§ **Texte à lire**:

Quelles sont les conséquences connues du réchauffement de la planète?
Les scientifiques n’affirment pas qu’on est arrivé à l’étape des conséquences. Par contre, on sait que la température moyenne de la planète a augmenté d’environ 0,5 degré Celcius au cours des cent dernières années. Au Canada, l’augmentation a été beaucoup plus rapide: de 1 à 3 degrés Celcius, pour les régions les plus au nord. La température augmente beaucoup plus vite dans l’hémisphère Nord, parce que la masse terrestre y est beaucoup plus importante et que la terre se réchauffe beaucoup plus vite que les océans.
En ce qui a trait aux impacts, on est à peu près certain d’une chose: l’augmentation du niveau de la mer (entre 25 et 30 cm) constatée au cours du dernier siècle serait liée au réchauffement de la planète. Plusieurs petites îles des Caraïbes ou du Pacifique disparaîtront et il n’y a à peu près rien qu’on puisse faire pour empêcher ça. Les îles Marshall perdront à peu près 80 % de leur masse terrestre d’ici la fin du siècle prochain; durant la même période, un tiers de la Floride risque aussi de disparaître sous les eaux.

Plusieurs pays occidentaux se sont engagés à réduire les émissions de gaz à effet de serre. Respectent-ils leur promesse?

§ **Extrait de données**:
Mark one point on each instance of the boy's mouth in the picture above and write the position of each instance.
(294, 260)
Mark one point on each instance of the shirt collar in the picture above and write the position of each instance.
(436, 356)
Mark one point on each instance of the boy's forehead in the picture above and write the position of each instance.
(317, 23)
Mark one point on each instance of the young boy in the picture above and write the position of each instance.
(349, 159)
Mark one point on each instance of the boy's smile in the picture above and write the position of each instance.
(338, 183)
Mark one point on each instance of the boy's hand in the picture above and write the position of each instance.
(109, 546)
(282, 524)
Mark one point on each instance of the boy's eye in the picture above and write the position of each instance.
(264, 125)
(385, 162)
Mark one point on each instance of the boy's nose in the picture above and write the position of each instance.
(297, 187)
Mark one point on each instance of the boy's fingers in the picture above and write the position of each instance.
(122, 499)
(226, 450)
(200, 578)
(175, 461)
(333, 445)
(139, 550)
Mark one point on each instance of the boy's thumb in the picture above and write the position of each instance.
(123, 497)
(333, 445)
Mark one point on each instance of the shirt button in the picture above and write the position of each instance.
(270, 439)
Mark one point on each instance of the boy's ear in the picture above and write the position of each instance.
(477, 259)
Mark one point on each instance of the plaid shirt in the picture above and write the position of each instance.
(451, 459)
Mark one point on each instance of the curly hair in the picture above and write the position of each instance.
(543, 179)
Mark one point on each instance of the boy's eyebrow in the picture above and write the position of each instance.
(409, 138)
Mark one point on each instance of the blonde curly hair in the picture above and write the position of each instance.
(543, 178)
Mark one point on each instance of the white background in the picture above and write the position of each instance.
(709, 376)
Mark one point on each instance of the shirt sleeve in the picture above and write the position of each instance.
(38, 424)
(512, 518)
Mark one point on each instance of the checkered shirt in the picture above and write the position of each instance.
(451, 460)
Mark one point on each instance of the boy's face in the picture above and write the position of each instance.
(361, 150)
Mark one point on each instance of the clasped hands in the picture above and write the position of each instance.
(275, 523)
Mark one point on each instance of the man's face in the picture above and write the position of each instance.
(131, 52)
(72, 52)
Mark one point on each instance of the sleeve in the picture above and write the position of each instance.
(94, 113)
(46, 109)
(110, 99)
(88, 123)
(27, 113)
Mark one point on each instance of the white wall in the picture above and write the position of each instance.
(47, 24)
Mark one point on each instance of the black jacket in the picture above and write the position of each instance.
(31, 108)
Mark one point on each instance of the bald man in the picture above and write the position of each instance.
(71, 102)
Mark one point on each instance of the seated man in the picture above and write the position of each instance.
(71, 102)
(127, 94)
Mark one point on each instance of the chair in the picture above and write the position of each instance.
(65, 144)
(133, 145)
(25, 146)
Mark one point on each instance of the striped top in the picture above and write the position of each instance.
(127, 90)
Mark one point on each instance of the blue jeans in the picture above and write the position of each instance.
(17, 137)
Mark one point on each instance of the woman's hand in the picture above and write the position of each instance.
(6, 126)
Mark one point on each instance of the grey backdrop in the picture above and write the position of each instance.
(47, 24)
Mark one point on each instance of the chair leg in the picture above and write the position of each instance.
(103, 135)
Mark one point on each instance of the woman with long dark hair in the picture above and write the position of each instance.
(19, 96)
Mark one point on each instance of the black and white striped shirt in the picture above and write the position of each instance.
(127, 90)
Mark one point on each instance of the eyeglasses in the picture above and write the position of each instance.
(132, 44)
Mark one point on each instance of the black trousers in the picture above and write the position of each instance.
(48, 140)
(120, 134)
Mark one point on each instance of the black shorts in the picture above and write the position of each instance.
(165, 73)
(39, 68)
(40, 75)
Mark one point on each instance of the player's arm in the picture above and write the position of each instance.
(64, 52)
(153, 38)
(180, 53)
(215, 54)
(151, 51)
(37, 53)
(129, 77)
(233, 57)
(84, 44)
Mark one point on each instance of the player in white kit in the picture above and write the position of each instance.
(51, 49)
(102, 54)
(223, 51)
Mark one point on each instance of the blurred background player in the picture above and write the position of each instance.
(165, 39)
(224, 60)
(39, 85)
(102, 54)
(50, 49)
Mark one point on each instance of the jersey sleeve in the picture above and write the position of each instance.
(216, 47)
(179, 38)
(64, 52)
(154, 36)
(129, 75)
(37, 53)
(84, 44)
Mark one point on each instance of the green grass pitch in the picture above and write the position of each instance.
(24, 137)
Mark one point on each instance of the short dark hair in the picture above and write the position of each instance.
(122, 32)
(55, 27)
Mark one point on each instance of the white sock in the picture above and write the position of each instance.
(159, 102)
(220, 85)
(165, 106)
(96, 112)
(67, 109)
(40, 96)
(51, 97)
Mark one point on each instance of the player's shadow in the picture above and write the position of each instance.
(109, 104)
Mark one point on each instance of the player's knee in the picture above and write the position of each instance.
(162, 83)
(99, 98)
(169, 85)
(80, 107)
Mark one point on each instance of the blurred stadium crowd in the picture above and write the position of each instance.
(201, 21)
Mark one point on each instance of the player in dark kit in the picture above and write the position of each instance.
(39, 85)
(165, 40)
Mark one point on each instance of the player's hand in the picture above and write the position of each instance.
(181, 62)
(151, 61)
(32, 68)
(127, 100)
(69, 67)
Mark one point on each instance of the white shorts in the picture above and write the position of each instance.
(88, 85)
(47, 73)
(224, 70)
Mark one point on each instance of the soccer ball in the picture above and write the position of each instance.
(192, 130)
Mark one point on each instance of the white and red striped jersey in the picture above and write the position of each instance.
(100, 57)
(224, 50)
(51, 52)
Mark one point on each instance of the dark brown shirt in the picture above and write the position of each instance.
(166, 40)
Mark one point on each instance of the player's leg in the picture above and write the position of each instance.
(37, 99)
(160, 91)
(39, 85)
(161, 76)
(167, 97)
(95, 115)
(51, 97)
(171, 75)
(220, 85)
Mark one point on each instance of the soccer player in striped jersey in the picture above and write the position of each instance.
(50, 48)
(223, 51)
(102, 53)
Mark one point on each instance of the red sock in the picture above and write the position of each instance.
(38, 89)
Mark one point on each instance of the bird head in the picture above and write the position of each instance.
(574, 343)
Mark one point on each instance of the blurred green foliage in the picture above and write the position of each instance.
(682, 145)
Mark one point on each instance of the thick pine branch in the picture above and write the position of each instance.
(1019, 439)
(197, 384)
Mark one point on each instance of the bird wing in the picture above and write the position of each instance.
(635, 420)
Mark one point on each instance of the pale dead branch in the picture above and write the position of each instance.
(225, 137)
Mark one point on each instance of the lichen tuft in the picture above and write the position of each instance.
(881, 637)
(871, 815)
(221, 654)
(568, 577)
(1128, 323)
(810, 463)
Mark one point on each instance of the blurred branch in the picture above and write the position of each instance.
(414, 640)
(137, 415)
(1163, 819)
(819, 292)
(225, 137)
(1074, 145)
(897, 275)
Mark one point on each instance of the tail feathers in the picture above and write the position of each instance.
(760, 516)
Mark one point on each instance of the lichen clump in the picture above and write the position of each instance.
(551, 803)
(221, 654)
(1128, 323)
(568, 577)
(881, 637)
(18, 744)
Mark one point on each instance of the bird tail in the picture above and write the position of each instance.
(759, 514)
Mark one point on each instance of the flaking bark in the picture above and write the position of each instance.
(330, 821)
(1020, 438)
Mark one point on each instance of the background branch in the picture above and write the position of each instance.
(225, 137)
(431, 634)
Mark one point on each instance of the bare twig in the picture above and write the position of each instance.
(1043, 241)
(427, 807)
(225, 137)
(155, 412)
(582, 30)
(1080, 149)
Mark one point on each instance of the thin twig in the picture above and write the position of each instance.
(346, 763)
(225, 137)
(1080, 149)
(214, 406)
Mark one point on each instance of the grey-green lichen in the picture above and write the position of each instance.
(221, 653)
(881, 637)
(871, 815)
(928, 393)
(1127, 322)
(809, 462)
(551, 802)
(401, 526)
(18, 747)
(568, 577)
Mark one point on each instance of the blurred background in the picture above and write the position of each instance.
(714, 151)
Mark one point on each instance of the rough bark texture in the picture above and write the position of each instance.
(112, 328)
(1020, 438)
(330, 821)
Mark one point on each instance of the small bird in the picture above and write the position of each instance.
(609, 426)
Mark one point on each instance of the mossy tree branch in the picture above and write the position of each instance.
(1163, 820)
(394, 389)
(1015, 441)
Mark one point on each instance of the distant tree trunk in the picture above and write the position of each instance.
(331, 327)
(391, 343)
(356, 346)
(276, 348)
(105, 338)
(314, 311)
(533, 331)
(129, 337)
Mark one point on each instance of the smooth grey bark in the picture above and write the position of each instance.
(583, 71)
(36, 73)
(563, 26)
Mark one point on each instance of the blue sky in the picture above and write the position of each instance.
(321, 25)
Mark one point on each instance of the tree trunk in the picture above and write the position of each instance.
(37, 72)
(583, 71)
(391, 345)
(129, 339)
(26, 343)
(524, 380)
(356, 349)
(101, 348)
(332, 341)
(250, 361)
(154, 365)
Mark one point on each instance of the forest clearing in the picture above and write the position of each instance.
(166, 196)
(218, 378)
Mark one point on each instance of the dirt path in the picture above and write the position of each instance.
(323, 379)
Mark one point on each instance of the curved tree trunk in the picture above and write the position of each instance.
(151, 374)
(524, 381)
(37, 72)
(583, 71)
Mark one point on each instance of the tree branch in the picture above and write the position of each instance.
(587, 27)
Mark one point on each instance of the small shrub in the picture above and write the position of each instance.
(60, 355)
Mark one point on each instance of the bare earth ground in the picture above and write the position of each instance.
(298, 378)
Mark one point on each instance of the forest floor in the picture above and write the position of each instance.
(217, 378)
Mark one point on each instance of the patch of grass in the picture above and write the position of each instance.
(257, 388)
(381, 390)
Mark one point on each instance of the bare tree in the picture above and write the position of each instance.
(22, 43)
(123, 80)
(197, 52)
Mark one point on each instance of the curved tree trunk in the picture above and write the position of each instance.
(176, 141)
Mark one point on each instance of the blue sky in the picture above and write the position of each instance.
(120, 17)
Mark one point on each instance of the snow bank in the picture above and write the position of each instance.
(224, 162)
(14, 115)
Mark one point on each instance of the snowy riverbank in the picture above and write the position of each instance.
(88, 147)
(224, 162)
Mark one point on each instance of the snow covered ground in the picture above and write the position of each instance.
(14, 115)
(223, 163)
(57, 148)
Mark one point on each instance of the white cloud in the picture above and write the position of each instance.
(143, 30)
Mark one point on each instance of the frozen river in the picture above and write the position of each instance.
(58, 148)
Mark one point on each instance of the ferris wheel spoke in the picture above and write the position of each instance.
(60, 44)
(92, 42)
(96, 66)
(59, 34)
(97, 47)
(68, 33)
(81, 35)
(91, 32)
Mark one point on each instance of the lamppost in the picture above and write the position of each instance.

§ **Consigne**: Dans le texte sur le réchauffement de la planète, reprenez le passage qui va de « Les scientifiques n’affirment » jusqu'à « que les océans. » en remplaçant « océans » par « mers ».

§ **Zone de réponse**:
Les scientifiques n’affirment pas qu’on est arrivé à l’étape des conséquences. Par contre, on sait que la température moyenne de la planète a augmenté d’environ 0,5 degré Celcius au cours des cent dernières années. Au Canada, l’augmentation a été beaucoup plus rapide: de 1 à 3 degrés Celcius, pour les régions les plus au nord. La température augmente beaucoup plus vite dans l’hémisphère Nord, parce que la masse terrestre y est beaucoup plus importante et que la terre se réchauffe beaucoup plus vite que les mers.